[Point-per-instance localization data]
● ● ● ● ● ● ●

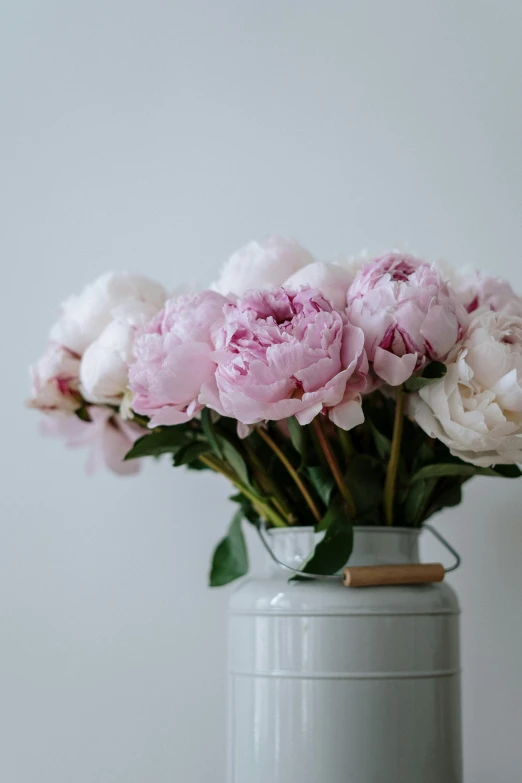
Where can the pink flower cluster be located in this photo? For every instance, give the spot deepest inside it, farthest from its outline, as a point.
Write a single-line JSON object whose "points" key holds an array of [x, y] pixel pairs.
{"points": [[279, 334], [297, 349]]}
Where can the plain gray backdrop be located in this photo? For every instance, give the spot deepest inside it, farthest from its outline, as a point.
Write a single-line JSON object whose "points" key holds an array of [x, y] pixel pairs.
{"points": [[158, 137]]}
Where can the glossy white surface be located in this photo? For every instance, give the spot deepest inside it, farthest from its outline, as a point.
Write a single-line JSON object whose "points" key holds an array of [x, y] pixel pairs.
{"points": [[329, 684]]}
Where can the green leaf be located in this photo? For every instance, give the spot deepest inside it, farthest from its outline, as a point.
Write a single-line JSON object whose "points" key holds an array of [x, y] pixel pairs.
{"points": [[333, 552], [442, 469], [235, 460], [297, 435], [322, 480], [157, 442], [417, 499], [248, 509], [365, 480], [230, 559], [190, 453], [336, 508], [209, 432], [432, 373]]}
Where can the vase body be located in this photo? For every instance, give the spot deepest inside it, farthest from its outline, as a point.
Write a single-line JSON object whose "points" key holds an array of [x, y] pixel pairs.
{"points": [[336, 685]]}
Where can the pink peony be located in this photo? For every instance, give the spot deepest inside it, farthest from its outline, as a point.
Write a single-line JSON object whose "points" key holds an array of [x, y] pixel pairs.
{"points": [[408, 315], [55, 381], [284, 354], [107, 437], [174, 358], [494, 293]]}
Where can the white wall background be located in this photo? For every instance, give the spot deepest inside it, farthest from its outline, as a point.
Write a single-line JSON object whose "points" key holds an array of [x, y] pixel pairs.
{"points": [[158, 137]]}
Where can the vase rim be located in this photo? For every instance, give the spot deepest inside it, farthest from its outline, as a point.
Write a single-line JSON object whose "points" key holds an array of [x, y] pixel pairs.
{"points": [[358, 528]]}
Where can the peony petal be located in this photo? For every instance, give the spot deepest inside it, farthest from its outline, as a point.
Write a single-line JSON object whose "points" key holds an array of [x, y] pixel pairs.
{"points": [[394, 369], [347, 414]]}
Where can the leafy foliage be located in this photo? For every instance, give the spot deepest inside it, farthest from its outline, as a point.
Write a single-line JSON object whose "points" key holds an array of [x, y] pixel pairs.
{"points": [[284, 477], [230, 559]]}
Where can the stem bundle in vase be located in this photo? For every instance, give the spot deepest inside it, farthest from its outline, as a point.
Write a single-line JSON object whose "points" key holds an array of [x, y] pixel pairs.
{"points": [[328, 395]]}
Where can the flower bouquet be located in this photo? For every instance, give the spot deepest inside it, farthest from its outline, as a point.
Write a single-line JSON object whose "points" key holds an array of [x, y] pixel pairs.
{"points": [[329, 395]]}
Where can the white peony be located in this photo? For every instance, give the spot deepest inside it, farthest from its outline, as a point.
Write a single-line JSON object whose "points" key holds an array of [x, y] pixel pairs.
{"points": [[104, 367], [331, 280], [476, 410], [84, 317], [55, 381], [261, 265]]}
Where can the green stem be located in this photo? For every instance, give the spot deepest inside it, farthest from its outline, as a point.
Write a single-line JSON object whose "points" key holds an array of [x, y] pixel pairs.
{"points": [[268, 486], [346, 444], [393, 464], [262, 508], [291, 471], [334, 467]]}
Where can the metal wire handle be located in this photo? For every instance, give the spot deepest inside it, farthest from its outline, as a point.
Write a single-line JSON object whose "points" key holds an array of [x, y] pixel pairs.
{"points": [[335, 577]]}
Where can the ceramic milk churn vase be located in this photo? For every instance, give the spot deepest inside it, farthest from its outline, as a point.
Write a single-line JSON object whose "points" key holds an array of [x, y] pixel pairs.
{"points": [[336, 685]]}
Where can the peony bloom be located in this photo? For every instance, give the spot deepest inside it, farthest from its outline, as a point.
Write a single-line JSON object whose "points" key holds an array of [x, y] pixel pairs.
{"points": [[408, 315], [174, 358], [261, 265], [55, 381], [476, 410], [283, 354], [84, 317], [104, 367], [331, 280], [493, 292], [107, 437]]}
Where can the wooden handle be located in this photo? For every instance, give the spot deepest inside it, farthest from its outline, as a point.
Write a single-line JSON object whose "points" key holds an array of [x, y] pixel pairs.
{"points": [[408, 574]]}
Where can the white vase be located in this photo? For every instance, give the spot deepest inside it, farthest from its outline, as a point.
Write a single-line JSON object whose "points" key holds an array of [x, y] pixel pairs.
{"points": [[330, 684]]}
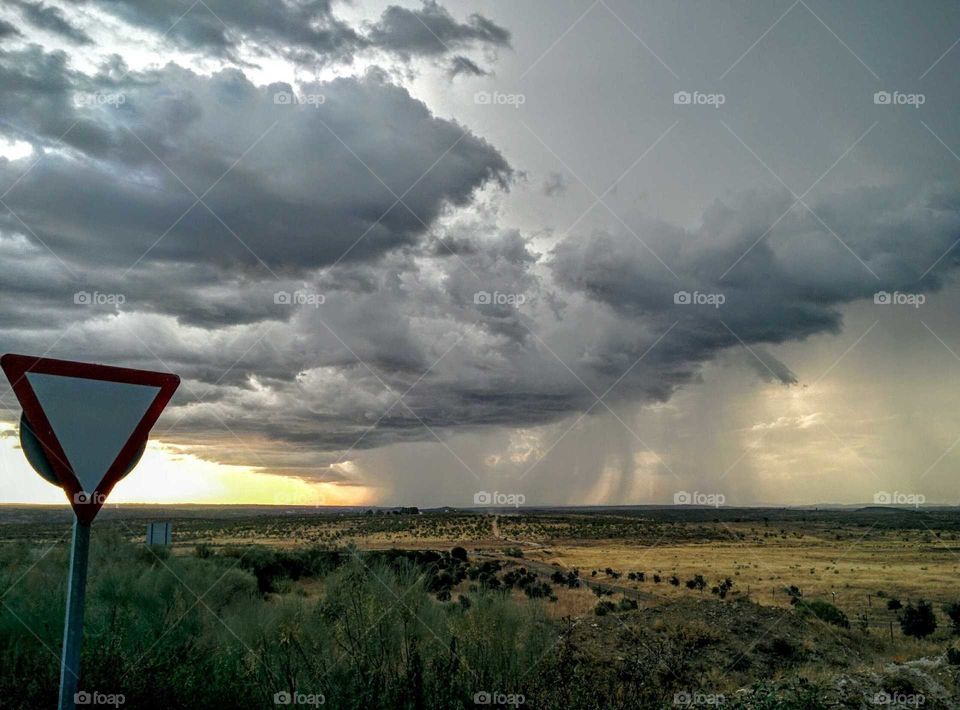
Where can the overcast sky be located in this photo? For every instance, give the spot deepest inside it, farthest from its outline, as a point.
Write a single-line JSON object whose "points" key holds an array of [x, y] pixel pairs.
{"points": [[583, 252]]}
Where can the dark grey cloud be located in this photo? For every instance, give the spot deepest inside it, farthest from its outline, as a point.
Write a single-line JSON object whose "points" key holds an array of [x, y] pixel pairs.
{"points": [[52, 19], [305, 31], [464, 65], [8, 30], [293, 179], [311, 312]]}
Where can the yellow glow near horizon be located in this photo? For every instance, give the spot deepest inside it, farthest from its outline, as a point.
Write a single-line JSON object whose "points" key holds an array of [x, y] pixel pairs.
{"points": [[166, 475]]}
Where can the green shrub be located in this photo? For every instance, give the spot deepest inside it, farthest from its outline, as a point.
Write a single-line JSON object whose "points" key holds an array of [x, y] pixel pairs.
{"points": [[918, 621], [823, 610]]}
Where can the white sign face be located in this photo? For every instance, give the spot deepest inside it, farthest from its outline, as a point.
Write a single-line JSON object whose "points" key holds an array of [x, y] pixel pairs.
{"points": [[92, 419]]}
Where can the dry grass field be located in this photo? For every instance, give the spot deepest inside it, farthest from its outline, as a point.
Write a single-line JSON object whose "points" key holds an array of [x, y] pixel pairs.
{"points": [[644, 601]]}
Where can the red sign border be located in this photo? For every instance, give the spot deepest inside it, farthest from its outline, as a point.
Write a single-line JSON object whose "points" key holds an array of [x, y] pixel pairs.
{"points": [[16, 368]]}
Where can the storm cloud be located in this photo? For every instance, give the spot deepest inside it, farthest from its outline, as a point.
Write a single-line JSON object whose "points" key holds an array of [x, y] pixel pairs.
{"points": [[336, 265]]}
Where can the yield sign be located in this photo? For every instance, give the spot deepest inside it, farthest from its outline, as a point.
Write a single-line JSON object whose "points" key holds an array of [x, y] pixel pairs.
{"points": [[92, 421]]}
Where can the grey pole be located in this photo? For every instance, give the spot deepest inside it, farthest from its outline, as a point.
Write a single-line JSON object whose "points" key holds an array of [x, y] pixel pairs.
{"points": [[73, 624]]}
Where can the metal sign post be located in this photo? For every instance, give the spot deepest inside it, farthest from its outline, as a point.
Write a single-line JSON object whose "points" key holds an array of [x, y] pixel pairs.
{"points": [[83, 428], [73, 622]]}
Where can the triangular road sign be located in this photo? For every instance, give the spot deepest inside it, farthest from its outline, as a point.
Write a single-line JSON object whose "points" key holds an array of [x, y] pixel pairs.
{"points": [[91, 420]]}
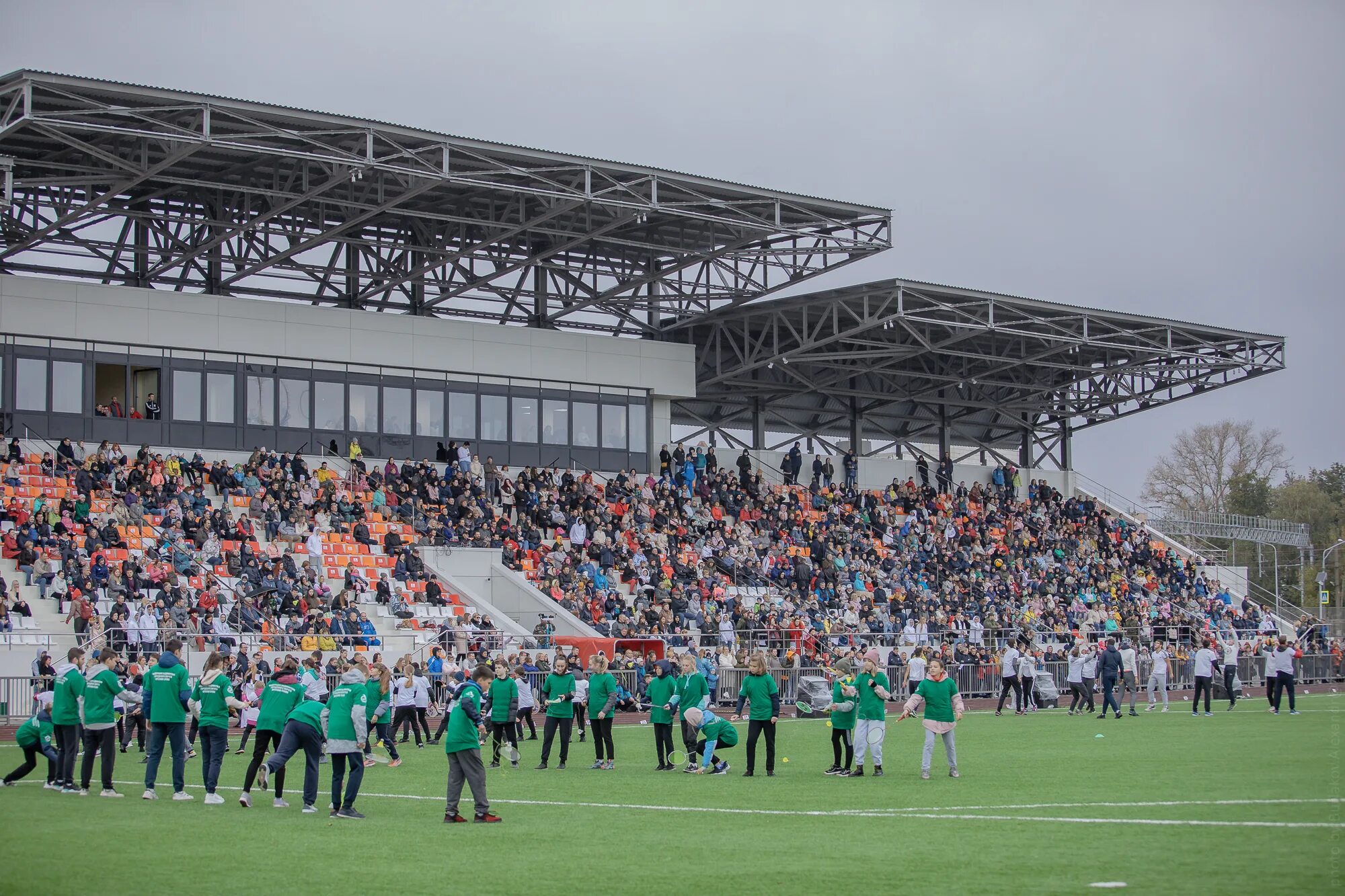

● ● ● ● ● ● ●

**Task requirements:**
Only the text of the entries above, transcribed exactly, should be given; leave out pictures.

**Exercise output:**
Where can the pink flower cluster be located in this photo? For every instance, give the spot deepest inside it, farthest from its outline, as a point.
Write a single-line JSON object whose "points" key holds an array of [x, y] pixel pairs.
{"points": [[279, 334], [297, 349]]}
Where can the plain gray backdrop be located in this photo? For every instance, give the spot deepest inside it, farthest from its outline, as a point.
Write a single-line JSON object whose "points" key holds an array of [x, y] pixel pairs.
{"points": [[158, 137]]}
Where can the glossy white surface be located in this photo? For every instance, give the spot deepest inside it, farthest from its outline, as a point.
Write a single-line JSON object whose "points" key holds an array of [x, y] pixel pairs.
{"points": [[329, 684]]}
Where can the green leaf be located in this photo? For every instance, give the spot deepest inside it, farthest from its outline, as a point.
Write a single-line JSON object whose "points" key holds an array of [x, y] pixel pairs.
{"points": [[333, 552], [442, 469], [235, 460], [297, 435], [322, 480], [157, 442], [417, 499], [248, 509], [365, 480], [230, 559], [190, 453], [336, 508], [209, 432], [432, 373]]}
Where can the vase body be located in this photo? For every instance, give the spot deepest inside it, farthest from its outline, as a point.
Write a single-line JSON object whose "points" key holds an array of [x, y] pixel pairs.
{"points": [[336, 685]]}
Where can the pink peony be located in this photo? For every instance, give the spot deepest inside it, farthest from its outline, as a point.
Write a single-line JSON object whose "points" key holds an array of [x, y] pixel pairs.
{"points": [[408, 315], [55, 381], [284, 354], [107, 437], [174, 358], [494, 293]]}
Where can the white wall background be located in this photo? For every instance, give the spot deepest inside it, farthest from its outline, as a point.
Write a single-line JSON object whose "points" key holds an array of [x, y] pixel pairs.
{"points": [[158, 137]]}
Where can the vase rim be located in this photo? For every instance, give the spot deepest inside it, farthest from its outline, as a point.
Write a single-line JSON object whose "points" key holds an array of [x, y] pixel pairs.
{"points": [[358, 528]]}
Where can the peony petal be located in this photo? For every instance, give the spot deepest inside it, farthest from its outline, as a point.
Write a single-line JSON object whose "points" key holds an array of [x, y] pixel pairs.
{"points": [[394, 369], [347, 414]]}
Where can the leafy foliage be located in this photo? For every instance, give the spot deepest inside it, farthest from its outline, as a point.
Write a single-line JSON object whose "points" key holds an array of [x, y] pixel pairs.
{"points": [[284, 477], [230, 559]]}
Where can the stem bundle in vase be located in this photo? For every instance, give the spot deepest inside it, farthest from its outline, as a point.
Write a single-line JSON object whose "points" key holds an array of [x, y] pixel pairs.
{"points": [[328, 395]]}
Where can the flower bouquet be located in this photo? For every instance, give the spot deepest inside it, farthest from its outline, as a point.
Write a single-line JSON object whose "points" key holds an array of [x, y] pixel pairs.
{"points": [[329, 395]]}
Where can the white peony be located in this photo? For every instance, give the spot deepest inside it, farthest from its outline, as a point.
Write a single-line JSON object whose "points" key holds an array of [x, y] pixel pairs.
{"points": [[104, 367], [331, 280], [476, 410], [84, 317], [55, 381], [261, 265]]}
Where can the green stem be located in this photo? For every instance, give the spot deepest inside it, farthest from its outline, as a point.
Write a single-line JSON object whose "points" key holds an array of [x, y] pixel pairs.
{"points": [[268, 486], [346, 444], [393, 464], [262, 508], [291, 471], [334, 467]]}
Where can the metal wire handle be located in this photo? For every instance, give the spot deepest inside it, farthest from its outline, as a point.
Write a single-line JSON object whose "points" key holds an array of [x, y] pixel pairs.
{"points": [[335, 577]]}
Where can the ceramic milk churn vase be located in this photo? For every instance, give the spot deepest inside it, farthest from its outline, as a point.
Write a single-line JSON object whose "points" key holds an array of [x, y] pixel pairs.
{"points": [[336, 685]]}
Where can the peony bloom be located in this photo? For every instance, give the spot deepest inside it, farthest from its outline, as a point.
Write a single-line JSON object whose "points" key holds an array of [x, y] pixel pairs.
{"points": [[408, 315], [174, 358], [261, 265], [55, 381], [476, 410], [283, 354], [84, 317], [104, 367], [331, 280], [493, 292], [107, 437]]}
Where can the wooden handle be located in this photo? For every instance, give the spot deepest inside it, farthest from its outline, as a point.
Write a single-line JSON object whose "points" key holds an array of [x, y] pixel pairs.
{"points": [[408, 574]]}
Where can the white vase be located in this photo? For every instance, give the spot deepest inside it, farthest from its outline, as a point.
Write a single-line JSON object whose "points" key holds an array of [x, y] pixel pairs.
{"points": [[330, 684]]}
Where can the overcast sky be located in this photo? For every instance, give the spot deepest inside it, farthest from its outline, as a point.
Write a single-line JSON object whose "points" key holds an array of [x, y] pixel pairs.
{"points": [[583, 252]]}
Where can the dark grey cloud be located in this photo? For every instance, give the spot deepest inside it, farthest from its outline, as a point.
Write a single-line JSON object whose "points" key holds an array of [x, y] pixel pairs.
{"points": [[52, 19], [305, 31], [464, 65], [8, 30], [293, 179], [311, 312]]}
Where can the yellow glow near horizon be located in this photo? For every instance, give the spot deepest inside it, farthest from its outline, as a point.
Write a single-line JSON object whose "points" key holds an array of [x, y] pixel pairs.
{"points": [[166, 475]]}
Where can the green shrub be located in this photo? For every instance, give the spot deepest inside it, farthest from its outline, as a point.
Write a single-line JSON object whose "points" key holds an array of [x, y] pixel pairs.
{"points": [[918, 621], [823, 610]]}
Where can the white sign face be located in this photo? For every instance, give the spot deepest inside it, farthest from its outline, as a point.
Write a single-line JSON object whose "points" key holds an array of [x, y] pixel pairs.
{"points": [[92, 419]]}
Where can the dry grass field be located in this photo? For every instance, give the spot deepest inside it, farthest from its outline, as a point.
Write a single-line JSON object whose "points" key holds an array of [x, y] pixel pairs.
{"points": [[644, 601]]}
Where can the red sign border be located in this photo? For every instance, give the spot deepest inside it, farthest from its outline, as a point.
Write a single-line JSON object whose "points" key holds an array of [x, y] pixel pairs.
{"points": [[16, 368]]}
Where can the storm cloud be located in this photo? For every instance, give the spot deepest inside it, farthest from its outline, as a point.
Write a single-line JSON object whose "points" key holds an array of [x, y] pixel pairs.
{"points": [[336, 265]]}
Where can the yield sign be located in this photo? For every instance, give the spot deepest inside it, farthest from its outline, as a point.
Write a single-line JSON object whose "points" key holds an array of [x, y] pixel pairs.
{"points": [[92, 421]]}
Where can the grey pole be located in this photo? For every instance, give the spot deepest inside it, farthest from its outline, as a point.
Write a single-line JSON object whose "points" key holds an array of [x, y] pixel pairs.
{"points": [[73, 624]]}
Where can the metal sign post be located in this photo? For every instance, give the spot deepest inside it, farthest from its outline, as a point.
Write a single-line JSON object whose "points" key holds an array of [x, y] pixel pairs.
{"points": [[83, 428], [73, 622]]}
Where can the triangular road sign be located in this photo? For every instance, give the spot deepest inside it, farthest from its outline, as a point.
Write a single-line JSON object whose "points" key holds an array of [x, y] pixel pairs.
{"points": [[91, 420]]}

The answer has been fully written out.